List every line in the rows below that contains the word "scattered". Case matters, so include only lines where the capitalization matches.
# Start of Records for this task
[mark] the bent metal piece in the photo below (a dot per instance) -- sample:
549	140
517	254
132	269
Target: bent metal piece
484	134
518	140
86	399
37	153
# End of Records for this task
# Start of Records for this task
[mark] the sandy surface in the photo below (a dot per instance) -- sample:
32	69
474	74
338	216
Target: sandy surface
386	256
# End of Records for this task
# Start of Records for this task
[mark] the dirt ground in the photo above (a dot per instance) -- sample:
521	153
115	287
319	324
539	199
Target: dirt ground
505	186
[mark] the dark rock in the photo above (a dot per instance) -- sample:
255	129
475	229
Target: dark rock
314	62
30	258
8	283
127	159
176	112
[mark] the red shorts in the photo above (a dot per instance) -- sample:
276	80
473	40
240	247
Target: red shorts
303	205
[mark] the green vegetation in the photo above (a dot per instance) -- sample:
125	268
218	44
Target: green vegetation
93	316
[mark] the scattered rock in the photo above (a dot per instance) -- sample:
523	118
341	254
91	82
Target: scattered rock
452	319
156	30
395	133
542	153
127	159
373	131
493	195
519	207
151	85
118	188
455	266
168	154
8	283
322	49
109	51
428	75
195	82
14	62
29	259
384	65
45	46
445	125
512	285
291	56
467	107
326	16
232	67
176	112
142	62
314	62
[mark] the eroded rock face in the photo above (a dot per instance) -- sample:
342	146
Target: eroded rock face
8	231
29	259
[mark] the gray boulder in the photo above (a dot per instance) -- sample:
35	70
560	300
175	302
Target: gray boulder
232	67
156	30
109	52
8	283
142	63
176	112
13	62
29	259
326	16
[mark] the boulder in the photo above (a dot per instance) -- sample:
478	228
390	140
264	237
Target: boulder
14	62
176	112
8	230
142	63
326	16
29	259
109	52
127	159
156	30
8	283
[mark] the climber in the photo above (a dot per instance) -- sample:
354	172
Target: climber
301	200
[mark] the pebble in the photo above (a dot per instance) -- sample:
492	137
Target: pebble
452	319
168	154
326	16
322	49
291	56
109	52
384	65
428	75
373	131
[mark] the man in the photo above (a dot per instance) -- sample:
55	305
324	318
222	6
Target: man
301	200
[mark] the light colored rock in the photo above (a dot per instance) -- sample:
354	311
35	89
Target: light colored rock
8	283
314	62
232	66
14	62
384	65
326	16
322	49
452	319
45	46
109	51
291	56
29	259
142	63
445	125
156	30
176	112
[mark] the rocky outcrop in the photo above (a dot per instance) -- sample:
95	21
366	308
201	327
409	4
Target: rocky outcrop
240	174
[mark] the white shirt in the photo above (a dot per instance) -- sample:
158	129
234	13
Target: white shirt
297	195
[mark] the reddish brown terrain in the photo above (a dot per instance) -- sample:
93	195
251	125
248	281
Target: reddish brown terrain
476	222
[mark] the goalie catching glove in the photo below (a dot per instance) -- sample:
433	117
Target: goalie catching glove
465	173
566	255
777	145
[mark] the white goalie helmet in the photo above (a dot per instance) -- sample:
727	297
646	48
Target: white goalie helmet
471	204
# End of Records for this task
### Exercise solution
[mark] the scattered rock in the photo above (a dot per instance) -- sample:
Target: scattered rock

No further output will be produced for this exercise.